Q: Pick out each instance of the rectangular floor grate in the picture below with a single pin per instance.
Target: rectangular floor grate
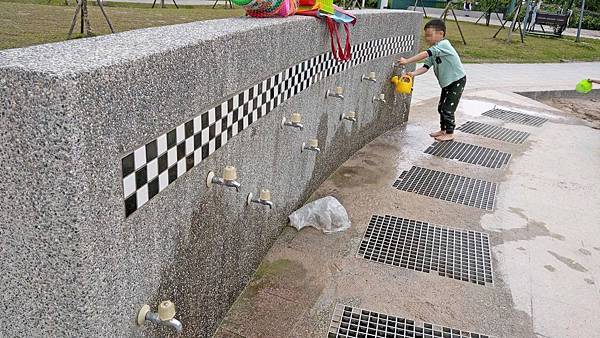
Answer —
(494, 132)
(469, 153)
(448, 187)
(349, 321)
(512, 116)
(459, 254)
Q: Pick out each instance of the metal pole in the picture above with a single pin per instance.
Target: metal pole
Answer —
(578, 39)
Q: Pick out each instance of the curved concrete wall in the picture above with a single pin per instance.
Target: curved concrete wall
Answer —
(106, 144)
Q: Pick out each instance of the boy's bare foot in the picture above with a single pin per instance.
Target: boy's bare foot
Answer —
(437, 133)
(445, 137)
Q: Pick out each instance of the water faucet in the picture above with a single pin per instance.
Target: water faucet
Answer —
(313, 145)
(264, 198)
(165, 316)
(380, 98)
(339, 91)
(294, 122)
(228, 179)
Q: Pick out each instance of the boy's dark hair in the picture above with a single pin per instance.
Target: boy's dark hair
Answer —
(437, 24)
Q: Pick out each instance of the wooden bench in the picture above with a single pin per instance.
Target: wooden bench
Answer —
(558, 22)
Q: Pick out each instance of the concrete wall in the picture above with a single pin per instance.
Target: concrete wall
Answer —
(79, 253)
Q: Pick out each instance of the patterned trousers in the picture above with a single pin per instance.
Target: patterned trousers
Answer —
(448, 102)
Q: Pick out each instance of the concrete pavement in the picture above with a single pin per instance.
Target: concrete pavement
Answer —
(543, 230)
(512, 77)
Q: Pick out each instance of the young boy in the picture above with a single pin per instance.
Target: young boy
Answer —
(449, 72)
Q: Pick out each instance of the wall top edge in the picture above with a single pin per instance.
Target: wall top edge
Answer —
(86, 55)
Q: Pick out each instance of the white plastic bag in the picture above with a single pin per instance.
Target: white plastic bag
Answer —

----------------------------------------

Aim of the exercise - Reproduce all of the rows above verbatim, leaving out the pictures.

Finished task -
Q: Pick out each instance of the rectangular floor grate in the picture below with a single pin per instance.
Target: rectangular floor grate
Answer —
(494, 132)
(469, 153)
(448, 187)
(349, 321)
(512, 116)
(459, 254)
Q: Pick out each instance of the metal pole in the picture above with a single pin per instance.
Target: metal pole
Answer —
(578, 39)
Q: Pick out each instance of the curved concrete wall in the picture above with a single pin per instance.
Target: curved concrete wall
Answer —
(106, 144)
Q: Pick out each instance of the boy's bare foot in the picture above with a single pin per instance.
Target: boy's bare foot
Answer —
(437, 133)
(445, 137)
Q: Pick out each instance of the water faucet in the picture above with a single pin per instance.
Target: water faucet
Answer —
(313, 145)
(264, 198)
(165, 316)
(380, 98)
(339, 91)
(294, 122)
(228, 179)
Q: Pick out each instance of the boy's dark hair in the picture above with a single pin per instance.
Target: boy's dark hair
Answer —
(437, 24)
Q: Pick out each instance of the wooden bench in the picture above with a single pin per instance.
Target: wooden bench
Answer —
(558, 22)
Q: Pick out each instance of the concrete wall in the picture above with a single pin per instance.
Target: concrete wall
Answer —
(79, 253)
Q: Pick out each instance of the patterned trousers in the picture above with a single pin per instance.
Target: patterned trousers
Answer —
(448, 102)
Q: Pick out each instance of the concrete pavement in the picture above with a single pin per instance.
Target: concrete pavement
Answer —
(543, 230)
(512, 77)
Q: Pick out each instance of the young boy in the picture above with a single pin per instance.
Target: young boy
Answer —
(449, 72)
Q: Pick out each instance of the wall top edge in the picture above with a single pin per instance.
Target: wall top edge
Answer —
(86, 55)
Q: Pick out each instance of the white plastic bag in the picture above with a single pin per instance.
Target: white plastic bag
Answer —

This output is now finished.